Provided data:

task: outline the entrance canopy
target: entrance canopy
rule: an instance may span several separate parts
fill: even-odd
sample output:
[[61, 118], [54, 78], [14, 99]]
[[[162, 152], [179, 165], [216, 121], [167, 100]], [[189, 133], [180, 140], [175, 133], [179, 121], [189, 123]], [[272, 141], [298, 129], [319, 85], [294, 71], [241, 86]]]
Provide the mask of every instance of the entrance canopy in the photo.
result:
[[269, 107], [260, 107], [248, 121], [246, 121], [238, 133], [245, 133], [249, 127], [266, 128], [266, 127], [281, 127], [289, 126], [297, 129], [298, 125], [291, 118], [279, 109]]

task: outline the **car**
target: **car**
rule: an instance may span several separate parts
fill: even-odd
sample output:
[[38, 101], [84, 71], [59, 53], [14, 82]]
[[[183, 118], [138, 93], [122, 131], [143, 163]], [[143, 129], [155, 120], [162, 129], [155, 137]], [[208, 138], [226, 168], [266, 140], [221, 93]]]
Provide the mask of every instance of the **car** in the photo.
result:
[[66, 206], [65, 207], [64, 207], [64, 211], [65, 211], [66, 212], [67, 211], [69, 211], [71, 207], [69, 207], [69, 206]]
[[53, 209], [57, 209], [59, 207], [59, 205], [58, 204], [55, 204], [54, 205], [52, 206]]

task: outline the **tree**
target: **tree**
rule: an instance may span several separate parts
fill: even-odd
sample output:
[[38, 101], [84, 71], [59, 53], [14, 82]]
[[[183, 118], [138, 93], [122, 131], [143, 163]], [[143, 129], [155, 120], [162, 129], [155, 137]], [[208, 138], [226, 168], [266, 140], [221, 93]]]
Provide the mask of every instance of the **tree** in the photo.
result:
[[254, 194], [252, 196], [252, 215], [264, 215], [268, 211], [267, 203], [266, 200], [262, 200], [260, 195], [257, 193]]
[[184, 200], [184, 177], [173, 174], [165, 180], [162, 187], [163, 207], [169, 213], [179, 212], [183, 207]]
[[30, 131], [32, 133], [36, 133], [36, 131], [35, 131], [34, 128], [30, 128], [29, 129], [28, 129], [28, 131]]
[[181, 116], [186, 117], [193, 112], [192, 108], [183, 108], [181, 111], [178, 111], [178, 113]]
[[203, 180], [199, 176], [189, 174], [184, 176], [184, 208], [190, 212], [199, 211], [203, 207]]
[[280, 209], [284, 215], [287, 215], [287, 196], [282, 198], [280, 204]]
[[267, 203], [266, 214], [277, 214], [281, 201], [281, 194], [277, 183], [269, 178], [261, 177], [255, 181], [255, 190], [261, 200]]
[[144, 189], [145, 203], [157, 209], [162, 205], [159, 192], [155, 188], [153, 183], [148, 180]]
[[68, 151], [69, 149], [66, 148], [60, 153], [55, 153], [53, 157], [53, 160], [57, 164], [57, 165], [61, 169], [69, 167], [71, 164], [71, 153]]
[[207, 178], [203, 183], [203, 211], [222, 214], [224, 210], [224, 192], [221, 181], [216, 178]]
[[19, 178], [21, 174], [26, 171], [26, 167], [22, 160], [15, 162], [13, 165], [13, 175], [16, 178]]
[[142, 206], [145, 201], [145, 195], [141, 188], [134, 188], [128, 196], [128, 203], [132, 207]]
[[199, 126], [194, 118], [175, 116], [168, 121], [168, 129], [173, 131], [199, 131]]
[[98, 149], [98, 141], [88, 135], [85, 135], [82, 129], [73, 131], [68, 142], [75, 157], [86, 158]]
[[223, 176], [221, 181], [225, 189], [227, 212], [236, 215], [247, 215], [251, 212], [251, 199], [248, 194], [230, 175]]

Exercise objective: Copy the records from the first line down to and including the line that has "118], [279, 109]]", and replace "entrance canopy" with "porch roof" everywhere in that part. Return only those lines, with nothing else changed.

Output for this task:
task: outline the porch roof
target: porch roof
rule: an instance may span several separate parts
fill: even-odd
sample output:
[[61, 118], [54, 78], [14, 99]]
[[[162, 152], [179, 165], [216, 121], [167, 100]], [[189, 133], [180, 140], [175, 133], [179, 121], [189, 123]], [[272, 141], [298, 129], [319, 85], [294, 71], [241, 86]]]
Provide the mask of every instance of the porch roof in the photo.
result:
[[269, 107], [260, 107], [248, 121], [246, 121], [238, 133], [245, 133], [249, 127], [266, 128], [266, 127], [281, 127], [289, 126], [297, 129], [298, 125], [291, 118], [279, 109]]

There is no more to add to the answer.